Segment Start: Material for this task
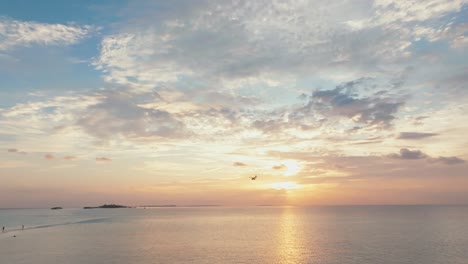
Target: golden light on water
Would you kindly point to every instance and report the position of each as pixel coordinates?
(289, 237)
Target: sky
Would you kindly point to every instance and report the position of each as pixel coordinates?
(180, 102)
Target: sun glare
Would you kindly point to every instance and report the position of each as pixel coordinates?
(284, 185)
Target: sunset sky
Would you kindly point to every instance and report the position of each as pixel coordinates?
(180, 102)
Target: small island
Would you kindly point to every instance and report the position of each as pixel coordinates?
(107, 206)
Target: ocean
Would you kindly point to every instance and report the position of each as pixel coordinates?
(325, 235)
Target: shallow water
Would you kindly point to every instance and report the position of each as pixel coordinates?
(349, 234)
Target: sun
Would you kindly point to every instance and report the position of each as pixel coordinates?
(284, 185)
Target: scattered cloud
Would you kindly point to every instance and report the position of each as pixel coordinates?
(416, 135)
(344, 101)
(409, 154)
(448, 160)
(419, 155)
(16, 33)
(118, 115)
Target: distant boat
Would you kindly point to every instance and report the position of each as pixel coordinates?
(107, 206)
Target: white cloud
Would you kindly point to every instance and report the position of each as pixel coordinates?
(14, 33)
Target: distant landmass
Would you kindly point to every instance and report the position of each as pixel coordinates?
(106, 206)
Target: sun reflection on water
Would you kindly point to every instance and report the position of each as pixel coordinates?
(290, 242)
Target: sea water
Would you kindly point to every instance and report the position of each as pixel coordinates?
(337, 234)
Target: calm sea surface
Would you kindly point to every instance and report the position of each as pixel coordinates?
(348, 234)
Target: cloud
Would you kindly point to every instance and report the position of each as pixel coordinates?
(49, 156)
(279, 167)
(419, 155)
(409, 154)
(243, 42)
(118, 115)
(16, 33)
(415, 135)
(343, 101)
(103, 159)
(448, 160)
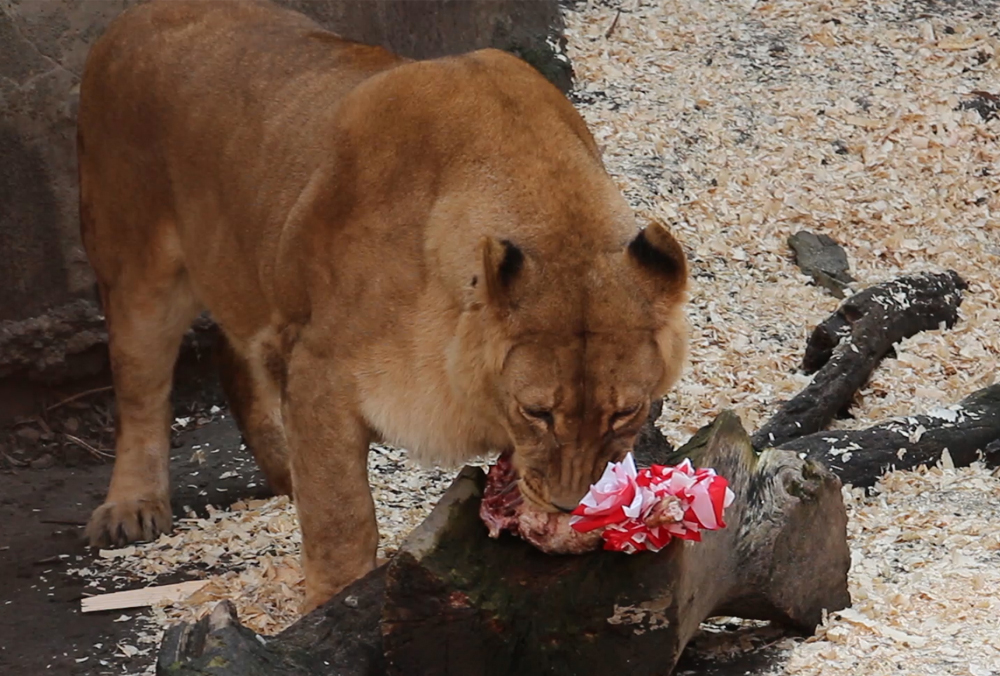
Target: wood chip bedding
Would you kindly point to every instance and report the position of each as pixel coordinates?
(740, 123)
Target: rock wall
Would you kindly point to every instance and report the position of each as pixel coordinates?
(43, 44)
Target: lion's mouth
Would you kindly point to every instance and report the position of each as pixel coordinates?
(505, 507)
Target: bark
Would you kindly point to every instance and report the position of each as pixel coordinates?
(455, 601)
(845, 349)
(458, 603)
(969, 431)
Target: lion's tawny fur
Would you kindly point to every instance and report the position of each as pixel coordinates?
(426, 252)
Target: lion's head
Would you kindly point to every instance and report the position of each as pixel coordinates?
(580, 349)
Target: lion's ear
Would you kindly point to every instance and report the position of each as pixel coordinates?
Segment End: Material for this task
**Task instructions:**
Note each line above that holds "lion", then copy all of them.

**Answer to this task:**
Target: lion's mouth
Target: lion's tawny fur
Target: lion's head
Target: lion's ear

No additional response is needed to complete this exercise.